## start

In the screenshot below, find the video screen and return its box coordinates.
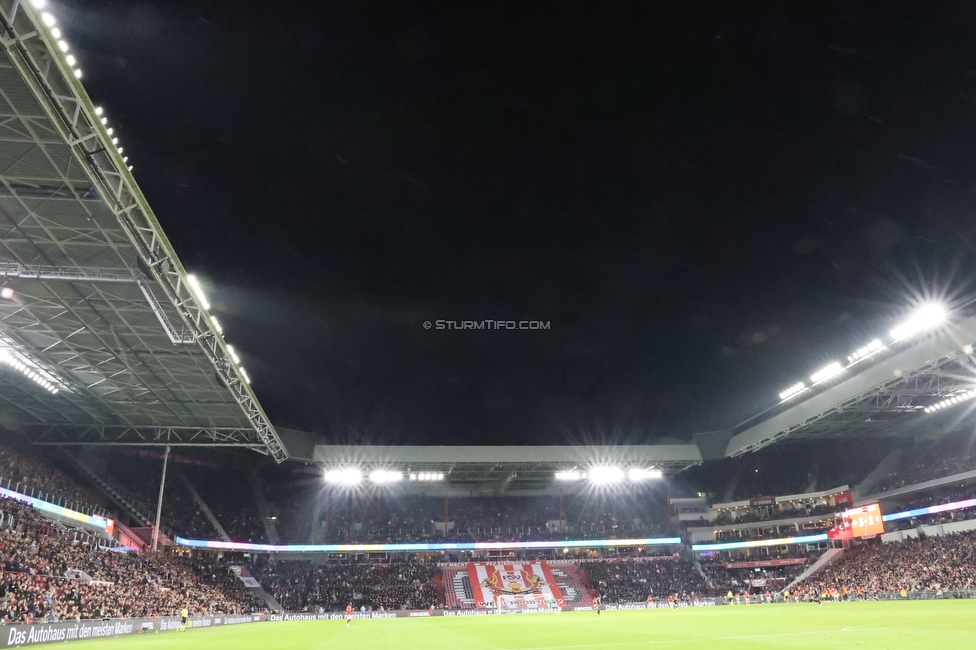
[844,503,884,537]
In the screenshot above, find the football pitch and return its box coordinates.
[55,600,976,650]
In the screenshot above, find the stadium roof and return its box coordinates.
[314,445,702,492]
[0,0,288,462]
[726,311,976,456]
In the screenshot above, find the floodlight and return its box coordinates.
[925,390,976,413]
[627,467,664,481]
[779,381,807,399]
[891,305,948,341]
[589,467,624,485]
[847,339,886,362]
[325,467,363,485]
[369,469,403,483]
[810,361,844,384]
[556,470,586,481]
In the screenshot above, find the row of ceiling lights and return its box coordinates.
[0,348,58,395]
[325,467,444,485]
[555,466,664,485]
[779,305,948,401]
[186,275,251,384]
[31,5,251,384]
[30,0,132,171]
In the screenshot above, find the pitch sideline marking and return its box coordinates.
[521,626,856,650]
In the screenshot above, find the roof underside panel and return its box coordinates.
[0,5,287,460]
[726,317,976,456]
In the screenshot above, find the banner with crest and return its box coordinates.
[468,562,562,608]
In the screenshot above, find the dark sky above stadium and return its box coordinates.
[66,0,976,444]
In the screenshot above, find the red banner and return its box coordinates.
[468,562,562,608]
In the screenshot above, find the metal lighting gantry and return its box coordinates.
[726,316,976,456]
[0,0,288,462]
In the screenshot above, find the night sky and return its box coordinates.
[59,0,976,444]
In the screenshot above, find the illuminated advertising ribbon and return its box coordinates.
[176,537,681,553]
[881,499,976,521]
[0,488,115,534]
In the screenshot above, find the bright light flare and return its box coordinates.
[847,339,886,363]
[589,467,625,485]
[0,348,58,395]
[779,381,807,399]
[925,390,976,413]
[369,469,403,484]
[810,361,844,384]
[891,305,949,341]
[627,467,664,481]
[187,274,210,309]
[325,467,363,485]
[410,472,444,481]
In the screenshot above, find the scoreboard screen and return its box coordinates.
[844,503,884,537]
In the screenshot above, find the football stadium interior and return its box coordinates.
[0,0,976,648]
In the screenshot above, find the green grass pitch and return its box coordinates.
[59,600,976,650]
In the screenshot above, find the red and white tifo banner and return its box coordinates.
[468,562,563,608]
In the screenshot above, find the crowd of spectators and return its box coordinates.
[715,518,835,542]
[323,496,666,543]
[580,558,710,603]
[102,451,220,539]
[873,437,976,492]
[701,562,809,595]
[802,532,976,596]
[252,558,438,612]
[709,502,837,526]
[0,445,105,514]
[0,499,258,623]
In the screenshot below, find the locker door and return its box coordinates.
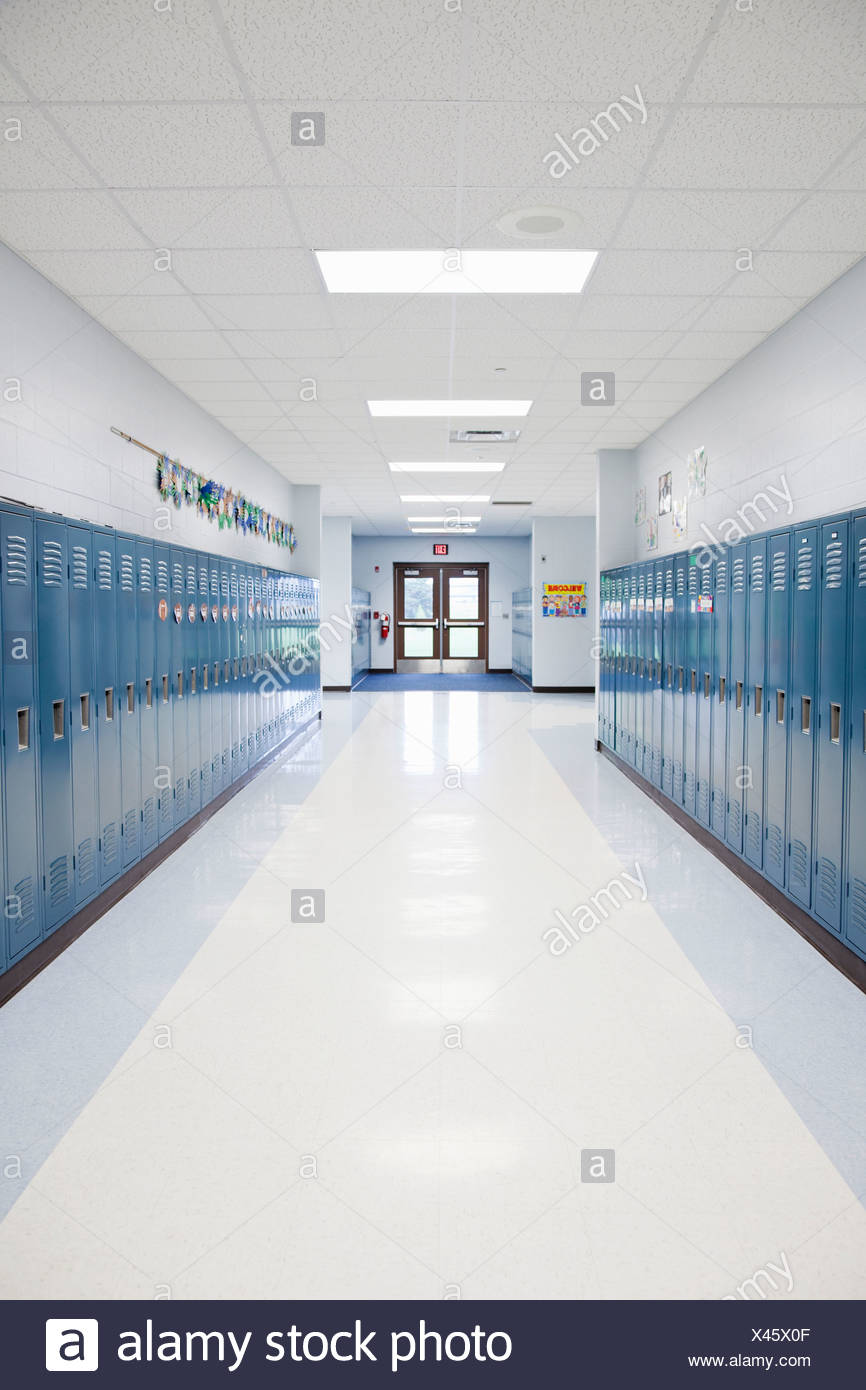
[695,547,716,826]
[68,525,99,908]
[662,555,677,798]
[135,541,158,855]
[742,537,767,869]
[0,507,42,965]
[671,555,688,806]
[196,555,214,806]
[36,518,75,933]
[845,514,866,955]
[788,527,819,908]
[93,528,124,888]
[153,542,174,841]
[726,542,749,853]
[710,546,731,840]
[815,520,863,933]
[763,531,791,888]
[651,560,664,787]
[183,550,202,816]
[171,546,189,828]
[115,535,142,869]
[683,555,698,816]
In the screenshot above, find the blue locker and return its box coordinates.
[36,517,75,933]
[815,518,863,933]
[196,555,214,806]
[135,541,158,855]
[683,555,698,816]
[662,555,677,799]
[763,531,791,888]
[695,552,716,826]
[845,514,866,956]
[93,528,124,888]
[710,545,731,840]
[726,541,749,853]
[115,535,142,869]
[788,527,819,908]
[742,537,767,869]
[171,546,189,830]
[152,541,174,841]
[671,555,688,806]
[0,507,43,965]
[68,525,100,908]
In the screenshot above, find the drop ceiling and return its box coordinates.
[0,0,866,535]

## end
## start

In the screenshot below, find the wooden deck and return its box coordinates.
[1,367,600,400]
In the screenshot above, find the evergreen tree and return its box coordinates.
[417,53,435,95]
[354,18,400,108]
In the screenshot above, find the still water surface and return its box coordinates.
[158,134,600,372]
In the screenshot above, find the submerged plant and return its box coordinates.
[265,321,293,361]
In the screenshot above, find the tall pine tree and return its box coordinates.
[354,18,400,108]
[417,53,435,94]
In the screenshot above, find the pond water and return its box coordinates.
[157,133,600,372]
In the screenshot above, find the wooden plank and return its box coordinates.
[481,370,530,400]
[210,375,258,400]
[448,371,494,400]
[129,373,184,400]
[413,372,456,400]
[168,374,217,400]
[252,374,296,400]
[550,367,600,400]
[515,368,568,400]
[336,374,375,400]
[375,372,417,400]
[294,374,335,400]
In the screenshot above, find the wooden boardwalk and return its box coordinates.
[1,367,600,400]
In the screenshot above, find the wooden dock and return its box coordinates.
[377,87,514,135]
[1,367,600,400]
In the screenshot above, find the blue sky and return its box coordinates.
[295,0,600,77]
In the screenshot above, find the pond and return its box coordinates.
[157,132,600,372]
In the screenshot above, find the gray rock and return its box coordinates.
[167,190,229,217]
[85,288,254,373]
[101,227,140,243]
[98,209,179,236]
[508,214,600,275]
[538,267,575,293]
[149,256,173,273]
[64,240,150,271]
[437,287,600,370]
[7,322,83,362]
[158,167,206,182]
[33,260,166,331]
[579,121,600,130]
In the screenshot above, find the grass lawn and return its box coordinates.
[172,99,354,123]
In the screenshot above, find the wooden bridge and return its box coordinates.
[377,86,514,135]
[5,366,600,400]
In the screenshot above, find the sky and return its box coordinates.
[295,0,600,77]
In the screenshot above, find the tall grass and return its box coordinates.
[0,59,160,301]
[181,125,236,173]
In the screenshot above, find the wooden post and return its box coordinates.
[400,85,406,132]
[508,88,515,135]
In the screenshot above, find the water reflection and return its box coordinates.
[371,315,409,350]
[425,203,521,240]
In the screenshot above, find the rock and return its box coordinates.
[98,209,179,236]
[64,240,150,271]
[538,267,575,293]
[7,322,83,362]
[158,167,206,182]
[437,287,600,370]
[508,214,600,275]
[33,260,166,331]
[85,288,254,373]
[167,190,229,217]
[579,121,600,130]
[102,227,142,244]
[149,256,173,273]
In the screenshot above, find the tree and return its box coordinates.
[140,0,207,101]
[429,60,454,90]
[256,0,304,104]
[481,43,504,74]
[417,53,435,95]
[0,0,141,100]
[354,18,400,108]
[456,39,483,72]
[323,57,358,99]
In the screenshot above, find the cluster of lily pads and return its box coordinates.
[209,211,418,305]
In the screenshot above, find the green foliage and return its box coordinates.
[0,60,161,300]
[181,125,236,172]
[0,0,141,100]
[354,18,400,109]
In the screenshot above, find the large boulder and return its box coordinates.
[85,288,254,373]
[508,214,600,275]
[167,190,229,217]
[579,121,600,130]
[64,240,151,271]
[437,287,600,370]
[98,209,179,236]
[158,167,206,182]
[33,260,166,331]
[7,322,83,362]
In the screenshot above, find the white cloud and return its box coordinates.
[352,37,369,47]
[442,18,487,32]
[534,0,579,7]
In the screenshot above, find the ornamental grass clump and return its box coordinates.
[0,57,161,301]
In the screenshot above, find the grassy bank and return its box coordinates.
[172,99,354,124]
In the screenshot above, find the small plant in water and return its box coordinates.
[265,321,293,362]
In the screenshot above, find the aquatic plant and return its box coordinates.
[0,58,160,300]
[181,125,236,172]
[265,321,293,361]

## end

> [Task goal]:
Reproduce the records above word for word, starting with the line that contains "In the screenshot below, find the locker" and going on through the line that contains "[68,525,100,908]". Leave out any pictures.

> [Solution for this problem]:
In the screenshot below, find the locker door and return its box coordinates.
[695,547,716,826]
[68,525,99,908]
[662,555,677,798]
[135,541,158,855]
[742,537,767,869]
[0,507,42,965]
[671,555,688,806]
[196,555,214,806]
[36,518,75,933]
[845,514,866,955]
[788,527,819,908]
[93,528,124,888]
[153,542,174,841]
[726,542,749,853]
[710,546,731,840]
[815,520,863,933]
[763,531,791,888]
[651,560,664,787]
[183,550,202,816]
[171,546,189,828]
[115,535,142,869]
[683,555,698,816]
In the screenshot above, find the blue locker and return its box coordinates.
[36,517,75,933]
[815,518,863,933]
[196,555,214,806]
[135,541,158,855]
[683,555,698,816]
[662,555,677,799]
[763,531,791,888]
[695,552,716,826]
[845,514,866,956]
[93,528,124,888]
[710,545,731,840]
[726,541,749,853]
[115,535,142,869]
[788,527,819,908]
[742,537,767,869]
[171,546,189,830]
[152,541,174,841]
[671,555,688,806]
[0,507,43,965]
[68,525,100,908]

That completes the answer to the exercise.